**EXERCISE BRIEF**
Repeat the records below word for word, but start at the line that contains "formatted like [561,177].", stop after the last line, and include nothing else.

[BEGIN DATA TO USE]

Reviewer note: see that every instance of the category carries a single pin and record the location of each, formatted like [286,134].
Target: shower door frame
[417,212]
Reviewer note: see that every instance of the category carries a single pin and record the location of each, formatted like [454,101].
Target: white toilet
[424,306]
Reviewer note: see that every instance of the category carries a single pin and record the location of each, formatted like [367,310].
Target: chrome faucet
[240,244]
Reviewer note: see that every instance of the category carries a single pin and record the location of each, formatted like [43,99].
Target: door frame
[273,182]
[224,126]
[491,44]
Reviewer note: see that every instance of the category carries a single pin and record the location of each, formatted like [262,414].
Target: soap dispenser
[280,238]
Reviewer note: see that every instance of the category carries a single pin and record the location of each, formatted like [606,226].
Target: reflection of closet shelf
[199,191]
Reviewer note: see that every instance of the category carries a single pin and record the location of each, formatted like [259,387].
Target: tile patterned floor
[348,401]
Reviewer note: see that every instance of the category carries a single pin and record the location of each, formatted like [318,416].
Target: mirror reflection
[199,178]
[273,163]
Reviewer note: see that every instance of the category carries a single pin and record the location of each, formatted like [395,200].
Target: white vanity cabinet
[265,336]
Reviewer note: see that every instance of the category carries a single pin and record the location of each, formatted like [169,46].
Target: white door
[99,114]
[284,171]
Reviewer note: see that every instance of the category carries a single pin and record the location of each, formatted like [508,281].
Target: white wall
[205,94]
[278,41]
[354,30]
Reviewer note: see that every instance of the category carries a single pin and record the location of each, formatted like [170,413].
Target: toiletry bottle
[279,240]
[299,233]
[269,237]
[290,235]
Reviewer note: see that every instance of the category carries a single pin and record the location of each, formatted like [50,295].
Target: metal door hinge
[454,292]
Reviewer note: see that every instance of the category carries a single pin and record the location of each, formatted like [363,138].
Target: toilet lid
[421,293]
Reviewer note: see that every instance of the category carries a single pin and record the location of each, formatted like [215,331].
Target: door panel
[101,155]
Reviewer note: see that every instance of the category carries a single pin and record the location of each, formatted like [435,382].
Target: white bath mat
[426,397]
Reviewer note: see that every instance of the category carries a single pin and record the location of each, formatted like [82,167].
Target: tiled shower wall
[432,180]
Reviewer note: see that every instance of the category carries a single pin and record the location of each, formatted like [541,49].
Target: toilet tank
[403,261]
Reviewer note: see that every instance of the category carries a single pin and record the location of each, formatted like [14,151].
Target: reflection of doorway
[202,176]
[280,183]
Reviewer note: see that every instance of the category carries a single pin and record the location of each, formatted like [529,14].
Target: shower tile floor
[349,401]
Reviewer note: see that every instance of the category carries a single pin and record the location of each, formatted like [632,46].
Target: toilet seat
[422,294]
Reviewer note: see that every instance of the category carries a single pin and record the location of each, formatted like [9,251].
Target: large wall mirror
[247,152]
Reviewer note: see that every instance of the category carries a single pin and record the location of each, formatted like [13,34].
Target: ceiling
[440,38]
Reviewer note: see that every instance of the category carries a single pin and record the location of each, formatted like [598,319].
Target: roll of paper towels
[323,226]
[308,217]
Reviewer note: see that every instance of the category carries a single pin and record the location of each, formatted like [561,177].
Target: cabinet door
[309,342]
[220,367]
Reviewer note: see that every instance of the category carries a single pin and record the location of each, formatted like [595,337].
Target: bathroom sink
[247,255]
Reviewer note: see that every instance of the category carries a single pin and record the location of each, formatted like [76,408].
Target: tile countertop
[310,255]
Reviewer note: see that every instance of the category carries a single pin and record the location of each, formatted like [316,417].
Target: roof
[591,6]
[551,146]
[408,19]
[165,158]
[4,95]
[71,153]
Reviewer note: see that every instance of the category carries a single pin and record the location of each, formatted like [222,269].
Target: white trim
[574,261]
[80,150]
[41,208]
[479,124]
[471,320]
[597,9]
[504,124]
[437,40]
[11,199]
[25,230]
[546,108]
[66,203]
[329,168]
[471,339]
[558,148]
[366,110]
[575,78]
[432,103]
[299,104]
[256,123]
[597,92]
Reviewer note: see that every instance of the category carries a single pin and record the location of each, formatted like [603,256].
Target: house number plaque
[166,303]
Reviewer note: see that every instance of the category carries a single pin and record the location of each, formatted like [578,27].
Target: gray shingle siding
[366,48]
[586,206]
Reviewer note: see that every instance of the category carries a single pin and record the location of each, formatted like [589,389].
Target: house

[END DATA TO USE]

**SOLUTION TO THE EXERCISE**
Reviewer note: see that every instance of the category carries a single pin and record the location of each, formatted like [561,177].
Target: cabinet door
[309,342]
[220,367]
Reviewer note: see that every instance of the category carries a single pin and record the location of each, formatted like [595,337].
Target: bathroom sink
[247,255]
Reviewer note: see that every instance of the category carries a single pin and record the location of each, formatted like [76,408].
Target: tile countertop
[310,255]
Reviewer note: see that every instance of the category carries a single pin and record the location of each, formatted like [316,417].
Target: roof
[591,6]
[551,146]
[408,19]
[165,158]
[4,95]
[71,153]
Reviewer note: see that every instance of the category carries a single pin and record the location of each, formatted like [222,269].
Target: white trim
[574,261]
[80,150]
[41,208]
[479,124]
[471,320]
[597,9]
[504,124]
[437,40]
[11,199]
[25,230]
[546,108]
[66,203]
[329,168]
[471,339]
[558,148]
[366,110]
[575,78]
[432,103]
[299,104]
[256,123]
[597,92]
Reviewer note: see that every instance of the category carries a single pin and record the location of each, formatted like [603,256].
Target: house number plaque
[166,303]
Reviewer note: see that every instance of the category carries a single pin and record the location of each, formatted like [578,27].
Target: gray shingle siding
[366,48]
[586,206]
Reviewer note: see that every instance of the category carries a single pin and record the location of each, formatted like [589,389].
Target: house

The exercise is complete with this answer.